_DIRECTIONS_:
**A)** Transcribe the Wisconsin Senate standoff passage from "However, some Republicans, choosing" to "protect union rights.".
**B)** Write the next part of the passage on the Wisconsin Senate standoff over collective bargaining, picking up after its final sentence.
*** Opening of EXTRACT PROVIDED ***
Speaking to the Milwaukee Journal-Sentinel Friday, Senate majority leader Scott Fitzgerald described his Democratic colleagues as creating a “constitutional crisis.” "They’re insulting the very fabric of our representative democracy,” he added.

However, some Republicans, choosing their words carefully, may be signaling that they are willing to bend. Democratic senators would need three Republicans to defeat the bill. Sen. Dale Schultz (R), speaking to a local radio show in Monroe, Wis., this week, said his fellow Republican senators are “wasting valuable time about collective bargaining, which I don’t ever remember being a part of the last election whatsoever. But most of all … this just looks like the classic overreach we see every two years.”

As for the Democrats, Sen. Bob Jauch told the Journal-Sentinel this week that staying out of Wisconsin in hopes of winning Republican votes was “not practical” and that his side needs to look outside the bill for ways to protect union rights.
*** Close of EXTRACT PROVIDED ***
*** Opening of GIVEN INFORMATION ***
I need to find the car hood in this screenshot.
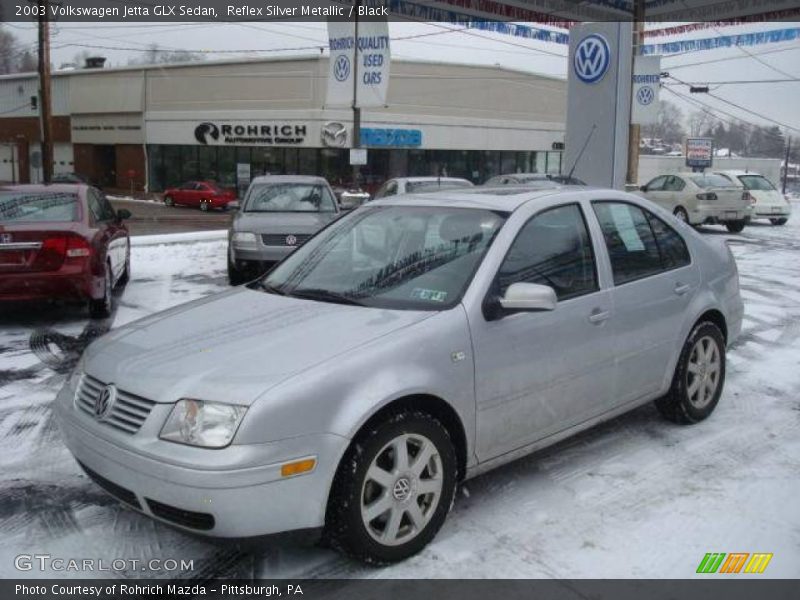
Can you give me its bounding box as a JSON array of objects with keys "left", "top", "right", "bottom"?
[
  {"left": 84, "top": 288, "right": 435, "bottom": 405},
  {"left": 233, "top": 212, "right": 337, "bottom": 234}
]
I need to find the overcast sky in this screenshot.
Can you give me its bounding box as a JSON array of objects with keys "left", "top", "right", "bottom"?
[{"left": 8, "top": 22, "right": 800, "bottom": 137}]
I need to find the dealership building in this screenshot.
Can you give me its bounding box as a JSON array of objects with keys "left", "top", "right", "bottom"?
[{"left": 0, "top": 56, "right": 566, "bottom": 192}]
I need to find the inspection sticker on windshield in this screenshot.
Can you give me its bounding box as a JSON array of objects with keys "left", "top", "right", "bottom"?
[{"left": 411, "top": 288, "right": 447, "bottom": 302}]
*** Close of GIVEN INFORMATION ***
_TASK-BY-TASK RESULTS_:
**A)**
However, some Republicans, choosing their words carefully, may be signaling that they are willing to bend. Democratic senators would need three Republicans to defeat the bill. Sen. Dale Schultz (R), speaking to a local radio show in Monroe, Wis., this week, said his fellow Republican senators are “wasting valuable time about collective bargaining, which I don’t ever remember being a part of the last election whatsoever. But most of all … this just looks like the classic overreach we see every two years.”

As for the Democrats, Sen. Bob Jauch told the Journal-Sentinel this week that staying out of Wisconsin in hopes of winning Republican votes was “not practical” and that his side needs to look outside the bill for ways to protect union rights.

**B)**
Even Walker is hinting he may be willing to deal on some parts of his bill, such as the measure that requires unions to hold an election each year to ratify their status, which he acknowledges would not save Wisconsin money.

The standoff is testing Walker’s approval ratings. According to a poll conducted March 2 by Rasmussen Reports and released Friday, the governor’s job approval rating is 43 percent, with 57 percent disapproving of his performance. Walker was elected governor in November with 52 percent of the vote.

In a separate Rasmussen Reports poll conducted March 2 and released Thursday, 39 percent of Wisconsin voters say they favor weakening collective bargaining rights, while 52 percent are opposed.

Earlier this week, Walker acknowledged that Senate Democrats managed to create a generous time window for public scrutiny of his bill. He had originally hoped would pass the same week it was introduced, with Republicans holding majorities in both houses of the legislature.

Compared with other states' budget crises, Wisconsin’s may not be as severe as once thought. The forecast of a $3.6 billion shortfall represents 12.8 percent of the state’s current year budget, which puts Wisconsin ahead of 45 other states. The average state budget shortfall is 20 percent of the current year's average budget.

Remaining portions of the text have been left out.